QUOTED PASSAGE:
The following wire types are supported by Veriform:
ID | Type | Encoding |
---|---|---|
0 | false | none |
1 | true | none |
2 | unsigned 64-bit integer | vint64 |
3 | signed 64-bit integer | vint64 (zigzag) |
4 | bytes | length prefixed |
5 | string (unicode) | length prefixed UTF-8 |
6 | message (nested) | length prefixed |
7 | sequence | length + type prefixed |
The "length prefixed" encoding consists of a single vint64 which indicates the number of bytes in the subsequent value, followed by the value.
Field IDs MUST be unique and serialized in-order. Any message containing repeated or out-of-order field IDs MUST be rejected by compliant parsers.
The Verihash algorithm computes a unique content hash for every field and nested message present in a Veriform message. This approach to hashing can either happen in tandem with deserialization, or by walking the object graph produced by parsing a message. Only the content of messages is included in the hash calculation, and not the serialized structure, allowing compatible hashes to be computed for the same message serialized in other formats (e.g. TJSON).
By computing a hash based on the content of a message and not its literal on-wire serialization, we avoid having to specify complex canonicalization rules which ensure there is a singular "one true serialization" for each message. Instead, specific field ordering is not required, and messages serialized in different orders will produce the same content hash.
This approach to hashing is somewhat reminiscent of a Merkle tree. Like a Merkle tree, structured hashing facilitates the ability to compute so-called "inclusion proofs" for sub-messages, by providing a sub-message and the necessary message digests of the surrounding structure to show that a sub-message is rooted in a given parent hash.
Both Veriform and the Verihash algorithm have been designed specifically to support authentication of content independent from the schema. This is the main impetus for the format to be self-describing, and allows message generators and verifiers with differing views of the schema to compute the same content hash. This is necessary to support schema evolution while ensuring messages containing unknown fields can still be cryptographically authenticated.
While Veriform's primary intended use case is for highly structured credentials, it is assumed this structured hashing approach is applicable to other areas that involve hashing of structured data, including so-called "blockchain" and "transparency log" systems, particularly because these systems benefit highly from support for "inclusion proofs".
The design of the Verihash algorithm is heavily inspired by Ben Laurie's ObjectHash algorithm, and is also a major impetus for the existence of this entire project in the first place.
This format is designed with the mindset that diversity of cryptographic primitives is expensive and failure to provide normative advice about algorithm selection has lead to complicated, incompatible, fractured ecosystems containing a massive proliferation of algorithms. As such, all allowed hash functions are explicitly specified in this document, and conforming implementations MUST NOT implement any algorithms besides the ones specifically enumerated below.

INFORMATION GIVEN:

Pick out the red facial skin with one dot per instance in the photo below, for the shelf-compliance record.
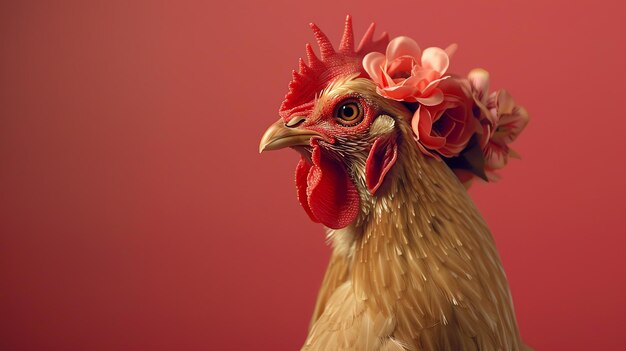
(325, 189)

--

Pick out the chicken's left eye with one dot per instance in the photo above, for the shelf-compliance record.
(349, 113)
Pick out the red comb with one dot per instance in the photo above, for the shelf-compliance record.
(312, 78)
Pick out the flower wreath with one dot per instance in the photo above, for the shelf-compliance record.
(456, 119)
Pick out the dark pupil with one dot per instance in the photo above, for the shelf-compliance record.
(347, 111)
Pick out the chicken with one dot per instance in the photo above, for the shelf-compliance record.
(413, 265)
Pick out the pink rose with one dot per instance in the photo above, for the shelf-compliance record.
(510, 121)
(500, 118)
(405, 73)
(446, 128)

GIVEN TASK: From the Veriform text, list every wire type in its table with its ID.

THE ANSWER:
0: false
1: true
2: unsigned 64-bit integer
3: signed 64-bit integer
4: bytes
5: string (unicode)
6: message (nested)
7: sequence